■ Task description ■
Will you reproduce, word for word, the part of the records that opens with the line containing "of the dark" and runs through the end of the records, including both ends?

■ Provided entries ■
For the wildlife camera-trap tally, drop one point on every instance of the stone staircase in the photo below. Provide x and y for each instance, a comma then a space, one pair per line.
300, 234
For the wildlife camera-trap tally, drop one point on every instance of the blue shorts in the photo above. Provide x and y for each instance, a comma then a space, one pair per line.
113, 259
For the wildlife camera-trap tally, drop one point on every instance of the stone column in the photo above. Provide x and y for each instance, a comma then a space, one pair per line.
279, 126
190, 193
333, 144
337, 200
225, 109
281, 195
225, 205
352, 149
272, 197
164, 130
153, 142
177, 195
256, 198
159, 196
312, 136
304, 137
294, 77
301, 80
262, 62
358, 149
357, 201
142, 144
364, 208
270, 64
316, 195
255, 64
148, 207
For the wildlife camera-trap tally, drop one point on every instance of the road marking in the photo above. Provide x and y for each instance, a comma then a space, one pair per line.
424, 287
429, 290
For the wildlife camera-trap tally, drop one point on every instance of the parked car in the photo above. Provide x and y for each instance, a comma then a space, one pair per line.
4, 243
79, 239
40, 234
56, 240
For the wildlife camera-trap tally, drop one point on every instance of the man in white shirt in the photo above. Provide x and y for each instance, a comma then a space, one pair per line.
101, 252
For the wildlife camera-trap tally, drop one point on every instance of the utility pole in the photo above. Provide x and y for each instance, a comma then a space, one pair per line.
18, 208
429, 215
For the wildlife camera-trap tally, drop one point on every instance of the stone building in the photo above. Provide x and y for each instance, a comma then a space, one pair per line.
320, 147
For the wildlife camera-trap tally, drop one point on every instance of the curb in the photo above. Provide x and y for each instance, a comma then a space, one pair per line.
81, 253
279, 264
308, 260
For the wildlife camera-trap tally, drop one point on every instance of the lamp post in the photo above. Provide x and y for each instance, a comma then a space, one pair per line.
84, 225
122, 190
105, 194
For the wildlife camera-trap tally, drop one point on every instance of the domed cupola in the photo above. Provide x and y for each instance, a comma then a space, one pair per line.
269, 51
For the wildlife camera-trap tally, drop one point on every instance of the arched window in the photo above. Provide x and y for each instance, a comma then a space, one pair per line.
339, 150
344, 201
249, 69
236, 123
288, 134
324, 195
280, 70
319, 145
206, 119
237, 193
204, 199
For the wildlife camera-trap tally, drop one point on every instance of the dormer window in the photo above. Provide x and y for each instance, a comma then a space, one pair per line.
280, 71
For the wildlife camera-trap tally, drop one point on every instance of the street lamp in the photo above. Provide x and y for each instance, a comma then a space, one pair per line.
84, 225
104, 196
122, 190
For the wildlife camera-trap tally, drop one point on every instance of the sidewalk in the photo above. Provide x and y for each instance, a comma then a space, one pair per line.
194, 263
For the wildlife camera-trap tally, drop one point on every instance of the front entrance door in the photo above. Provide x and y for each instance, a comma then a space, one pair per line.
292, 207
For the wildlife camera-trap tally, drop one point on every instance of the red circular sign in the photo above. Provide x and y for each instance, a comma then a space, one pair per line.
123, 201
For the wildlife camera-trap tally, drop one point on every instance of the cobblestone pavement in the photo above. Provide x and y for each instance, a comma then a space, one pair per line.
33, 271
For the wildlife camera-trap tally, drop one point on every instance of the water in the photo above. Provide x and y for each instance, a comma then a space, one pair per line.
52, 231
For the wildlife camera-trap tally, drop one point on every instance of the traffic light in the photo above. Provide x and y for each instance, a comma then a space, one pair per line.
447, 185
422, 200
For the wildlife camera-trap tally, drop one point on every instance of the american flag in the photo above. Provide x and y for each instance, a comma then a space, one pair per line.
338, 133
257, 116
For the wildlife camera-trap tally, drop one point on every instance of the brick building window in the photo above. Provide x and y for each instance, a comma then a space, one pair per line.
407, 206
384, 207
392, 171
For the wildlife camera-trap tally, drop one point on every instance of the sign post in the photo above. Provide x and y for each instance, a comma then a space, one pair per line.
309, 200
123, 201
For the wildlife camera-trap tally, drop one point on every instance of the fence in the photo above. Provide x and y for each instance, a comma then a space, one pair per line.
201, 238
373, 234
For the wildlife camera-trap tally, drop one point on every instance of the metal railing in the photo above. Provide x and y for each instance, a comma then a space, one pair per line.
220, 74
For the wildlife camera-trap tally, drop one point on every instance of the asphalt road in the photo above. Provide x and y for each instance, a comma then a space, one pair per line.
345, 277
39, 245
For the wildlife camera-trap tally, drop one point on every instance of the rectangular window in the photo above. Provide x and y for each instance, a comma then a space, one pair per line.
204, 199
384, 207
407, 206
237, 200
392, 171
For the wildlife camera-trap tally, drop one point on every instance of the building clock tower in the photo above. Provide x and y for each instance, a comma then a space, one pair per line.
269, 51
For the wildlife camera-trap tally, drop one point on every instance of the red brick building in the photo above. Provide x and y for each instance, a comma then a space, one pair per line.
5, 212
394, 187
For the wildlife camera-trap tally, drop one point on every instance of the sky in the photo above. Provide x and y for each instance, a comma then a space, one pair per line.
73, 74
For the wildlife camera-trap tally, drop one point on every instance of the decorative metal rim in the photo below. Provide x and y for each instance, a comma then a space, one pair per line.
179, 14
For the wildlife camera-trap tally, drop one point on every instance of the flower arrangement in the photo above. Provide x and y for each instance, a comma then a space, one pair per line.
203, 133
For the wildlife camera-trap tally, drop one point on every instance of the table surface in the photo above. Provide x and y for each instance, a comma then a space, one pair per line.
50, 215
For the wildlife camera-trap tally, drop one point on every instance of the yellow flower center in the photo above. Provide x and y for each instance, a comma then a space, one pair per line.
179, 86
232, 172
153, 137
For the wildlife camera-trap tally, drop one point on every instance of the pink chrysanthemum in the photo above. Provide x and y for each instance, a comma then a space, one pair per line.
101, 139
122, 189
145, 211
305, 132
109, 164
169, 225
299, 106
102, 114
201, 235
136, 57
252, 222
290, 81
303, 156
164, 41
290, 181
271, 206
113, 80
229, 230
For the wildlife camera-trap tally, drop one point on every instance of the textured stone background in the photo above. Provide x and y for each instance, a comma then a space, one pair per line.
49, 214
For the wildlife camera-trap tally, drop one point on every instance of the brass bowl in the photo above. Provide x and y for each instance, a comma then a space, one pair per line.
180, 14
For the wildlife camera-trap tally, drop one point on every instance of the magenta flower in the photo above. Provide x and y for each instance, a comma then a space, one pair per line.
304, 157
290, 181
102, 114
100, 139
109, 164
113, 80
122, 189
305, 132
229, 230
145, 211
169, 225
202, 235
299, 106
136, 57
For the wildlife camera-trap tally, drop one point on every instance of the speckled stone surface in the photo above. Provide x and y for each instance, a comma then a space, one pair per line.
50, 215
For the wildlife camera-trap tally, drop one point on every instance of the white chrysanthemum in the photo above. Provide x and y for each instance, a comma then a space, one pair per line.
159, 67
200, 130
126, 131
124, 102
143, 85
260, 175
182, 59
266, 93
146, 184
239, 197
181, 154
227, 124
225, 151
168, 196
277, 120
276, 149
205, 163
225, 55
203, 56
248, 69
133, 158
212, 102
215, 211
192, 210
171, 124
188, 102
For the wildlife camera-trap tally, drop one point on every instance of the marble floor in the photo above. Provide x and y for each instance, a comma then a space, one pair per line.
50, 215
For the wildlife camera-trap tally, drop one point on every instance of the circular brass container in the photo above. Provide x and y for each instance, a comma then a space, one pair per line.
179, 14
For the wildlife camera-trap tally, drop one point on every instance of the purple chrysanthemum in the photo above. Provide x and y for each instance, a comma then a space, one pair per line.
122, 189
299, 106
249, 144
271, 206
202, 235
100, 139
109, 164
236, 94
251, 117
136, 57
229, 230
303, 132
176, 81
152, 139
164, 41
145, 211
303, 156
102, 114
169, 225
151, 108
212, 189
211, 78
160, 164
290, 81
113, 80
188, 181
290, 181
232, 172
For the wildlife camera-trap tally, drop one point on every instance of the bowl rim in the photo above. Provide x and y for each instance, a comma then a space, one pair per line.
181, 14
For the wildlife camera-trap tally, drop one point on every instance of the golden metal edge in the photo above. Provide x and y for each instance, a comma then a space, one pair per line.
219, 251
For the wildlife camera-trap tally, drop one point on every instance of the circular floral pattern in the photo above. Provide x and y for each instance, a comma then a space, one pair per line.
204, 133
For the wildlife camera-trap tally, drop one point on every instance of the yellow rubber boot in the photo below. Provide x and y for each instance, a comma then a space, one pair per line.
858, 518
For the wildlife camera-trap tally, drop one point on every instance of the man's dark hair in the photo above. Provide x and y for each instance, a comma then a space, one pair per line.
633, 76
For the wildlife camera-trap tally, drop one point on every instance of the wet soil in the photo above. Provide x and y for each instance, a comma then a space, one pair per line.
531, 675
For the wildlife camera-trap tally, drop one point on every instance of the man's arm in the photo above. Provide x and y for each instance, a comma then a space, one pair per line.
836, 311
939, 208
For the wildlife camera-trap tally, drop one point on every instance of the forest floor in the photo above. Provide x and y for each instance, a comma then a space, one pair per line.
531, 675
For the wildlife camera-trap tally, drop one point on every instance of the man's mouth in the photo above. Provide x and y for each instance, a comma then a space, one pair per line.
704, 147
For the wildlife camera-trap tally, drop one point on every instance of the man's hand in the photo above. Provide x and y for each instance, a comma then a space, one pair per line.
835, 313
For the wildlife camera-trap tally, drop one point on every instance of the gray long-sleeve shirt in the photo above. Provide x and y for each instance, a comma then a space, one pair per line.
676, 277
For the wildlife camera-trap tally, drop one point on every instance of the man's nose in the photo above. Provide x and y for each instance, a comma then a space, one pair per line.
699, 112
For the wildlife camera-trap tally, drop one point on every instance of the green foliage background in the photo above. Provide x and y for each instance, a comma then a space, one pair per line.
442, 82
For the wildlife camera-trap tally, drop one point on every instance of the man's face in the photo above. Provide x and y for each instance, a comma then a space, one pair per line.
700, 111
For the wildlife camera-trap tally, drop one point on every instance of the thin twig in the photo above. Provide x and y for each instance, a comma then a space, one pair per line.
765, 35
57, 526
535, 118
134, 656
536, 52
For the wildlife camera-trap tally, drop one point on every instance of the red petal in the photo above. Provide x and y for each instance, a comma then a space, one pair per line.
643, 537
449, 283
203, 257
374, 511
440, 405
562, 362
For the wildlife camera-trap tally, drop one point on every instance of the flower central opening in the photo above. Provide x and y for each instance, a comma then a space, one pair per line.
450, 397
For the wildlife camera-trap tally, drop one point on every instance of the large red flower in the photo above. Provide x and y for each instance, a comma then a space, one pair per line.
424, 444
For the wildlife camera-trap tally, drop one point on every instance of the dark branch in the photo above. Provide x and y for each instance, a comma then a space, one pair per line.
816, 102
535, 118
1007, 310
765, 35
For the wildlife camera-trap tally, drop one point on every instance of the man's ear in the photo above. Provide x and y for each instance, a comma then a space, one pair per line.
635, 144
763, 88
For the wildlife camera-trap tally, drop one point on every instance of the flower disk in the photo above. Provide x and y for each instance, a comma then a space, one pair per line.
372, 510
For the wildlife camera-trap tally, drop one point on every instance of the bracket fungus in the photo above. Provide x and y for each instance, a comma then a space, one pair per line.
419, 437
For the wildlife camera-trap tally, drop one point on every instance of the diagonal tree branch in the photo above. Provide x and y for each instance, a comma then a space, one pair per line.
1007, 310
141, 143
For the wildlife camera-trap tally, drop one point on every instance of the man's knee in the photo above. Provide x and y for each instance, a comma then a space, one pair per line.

■ Answer to this exercise ■
For the wildlife camera-trap tally, drop one point on every instance of the dark branch in the photo above. Provide x and y for each instance, a comma then a space, one pair per line.
816, 102
535, 118
1007, 310
765, 35
For the wildlife camera-trap tally, drop one point on every instance of the man's ear in the photo above. Provide x and y for each instance, a comma then a space, one pair per line.
635, 144
763, 88
For the wildlife camera-trap tally, drop one point on every instance of the flower disk in the photo above. Provide x and y for each instance, a comma then a space, one pair per line.
372, 510
For the wildlife camera-trap tally, drop one point on every instance of the bracket fungus in the photo above. Provide x and y for each instance, a comma then a space, one pair per line.
419, 437
For the wildlife camera-trap tally, drop one point on every instance of the diagonal tree branch in the photo above. Provide x and y for each instance, a comma then a space, one pair per line.
1007, 310
141, 143
For the wildlife camera-trap tally, drop one point on every instance of the man's knee in the photo above. Provide x and y for each instance, a comma then a space, one pair per line.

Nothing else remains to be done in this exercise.